+++ EXCERPTED PASSAGE
The contrast sensitivity function is actually made up of separate, narrow frequency functions corresponding to complex cell wavelet fields of different spatial frequency. Each wavelet contributes a narrow sensitivity to a specific spatial frequency, but the combined fields overlap to produce the continuous contrast sensitivity function. (Note that the contrast stimulus is designed with vertical stripes; different groups of complex cells provide contrast sensitivity tuned to other orientations or direction of movement.) And, as we've seen demonstrated with the scintillating grid, the highest visual resolutions (the smallest response fields) are only available in fovea, while the coarsest resolutions span a broad area of the retina and are limited to peripheral vision.
 

the contrast sensitivity function
from Palmer (1999)

Two images of Groucho Marx, at low and high spatial frequencies (right), show how the highest frequencies are important to identify detailed textures, edges and rapid changes of contrast, while low frequencies make broad contrasts between areas of different lightness or color.

This is a radical difference between human (mammalian) vision and, say, a digital camera. The camera records a scene as a constant matrix of equal sized pixels, equally spaced across the whole image: resolution is consistent across the whole image. The eye records a scene as many layers of overlapping visual frequencies, with the highest frequencies concentrated at the center of view (the foveal field): resolution depends on what we look at.  

Wavelets, Orientation & Motion. The visual cells of the cortex, first investigated by Hubel and Weisel in 1964, respond primarily to the spacing, orientation and movement of edges or isolated dots or lines.
 

the face of groucho marx as
low and high spatial frequencies
from Palmer (1999)
++++++
+++ RECORDS
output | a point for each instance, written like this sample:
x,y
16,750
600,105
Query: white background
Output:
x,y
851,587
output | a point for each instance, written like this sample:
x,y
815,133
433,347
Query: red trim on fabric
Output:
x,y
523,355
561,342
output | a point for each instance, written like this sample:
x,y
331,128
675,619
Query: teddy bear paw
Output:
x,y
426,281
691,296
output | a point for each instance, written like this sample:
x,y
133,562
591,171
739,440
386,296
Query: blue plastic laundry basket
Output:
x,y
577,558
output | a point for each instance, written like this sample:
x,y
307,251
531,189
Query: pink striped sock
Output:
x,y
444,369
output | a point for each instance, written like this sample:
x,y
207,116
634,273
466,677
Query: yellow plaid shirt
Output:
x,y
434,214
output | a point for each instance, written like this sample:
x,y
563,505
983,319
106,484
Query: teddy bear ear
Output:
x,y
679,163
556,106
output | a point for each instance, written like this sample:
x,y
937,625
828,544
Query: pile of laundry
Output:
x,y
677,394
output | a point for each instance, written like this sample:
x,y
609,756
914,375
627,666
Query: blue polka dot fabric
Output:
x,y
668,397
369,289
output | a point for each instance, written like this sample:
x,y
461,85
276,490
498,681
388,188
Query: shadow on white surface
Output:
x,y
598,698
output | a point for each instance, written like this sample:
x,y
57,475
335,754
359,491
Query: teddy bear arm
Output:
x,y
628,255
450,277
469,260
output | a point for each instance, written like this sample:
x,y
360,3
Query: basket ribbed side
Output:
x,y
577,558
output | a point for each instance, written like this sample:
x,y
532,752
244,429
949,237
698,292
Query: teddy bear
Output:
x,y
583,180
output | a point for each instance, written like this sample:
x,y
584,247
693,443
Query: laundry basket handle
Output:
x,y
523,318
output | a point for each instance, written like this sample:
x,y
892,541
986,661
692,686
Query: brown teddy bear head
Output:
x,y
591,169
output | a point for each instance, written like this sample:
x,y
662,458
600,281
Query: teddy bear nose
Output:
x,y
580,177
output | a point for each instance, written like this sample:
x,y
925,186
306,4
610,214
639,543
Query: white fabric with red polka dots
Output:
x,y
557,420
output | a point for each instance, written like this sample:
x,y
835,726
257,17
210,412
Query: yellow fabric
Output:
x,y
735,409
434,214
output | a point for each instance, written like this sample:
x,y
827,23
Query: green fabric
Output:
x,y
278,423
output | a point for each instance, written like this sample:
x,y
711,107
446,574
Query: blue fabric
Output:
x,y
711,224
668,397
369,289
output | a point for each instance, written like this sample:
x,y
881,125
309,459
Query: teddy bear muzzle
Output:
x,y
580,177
++++++
■ **PROBLEM DETAILS**:
Proceed with the passage on spatial frequency in human vision, writing on from the end of its final line.

■ **ANSWER BOX**:
The diagram at right suggests how this is done. Separate but overlapping center/surround fields in the retina produce a series of peaks and valleys along the axis of their grouping, producing a wave function in visual sensitivity. These fields map directly to relay cells in the lateral geniculate nucleus (LGN), which in turn feed to a single complex cell in the visual cortex. However, the inputs from the LGN are themselves arranged in a center/surround pattern, which unites the separate retinal fields into a single waveform receptive field or Gabor wavelet. This is shown in cross section as a tapering wave function, and in two dimensions as a retinal pattern of excitation and inhibition (light and dark).

What good is this? Well, this type of field would be maximally stimulated or maximally inhibited by a pattern of light and dark lines that exactly matches the spacing of excitation and inhibition. Other spacings would produce a smaller response, while very discrepant spacings would produce no response at all.

Also, spaced lines will stimulate this wavelet only if they are close to parallel to the waveform orientation — in this case, the lines would have to be vertical. Horizontal lines, whatever their spacing, would cross all the fields equally, and produce no response.

Finally, the firing of LGN cells comes in spikes rather than the continuous signal of the cones, and these spikes importantly define a pattern across time. If the complex cell is tuned to a particular temporal pattern, then the movement of a single line along the waveform axis would produce a series of spikes to the complex cell depending on the speed of the line. It also appears that the complex cells are tuned to different frequencies in time, which have been studied using flicker stimuli of flashing, stationary lights.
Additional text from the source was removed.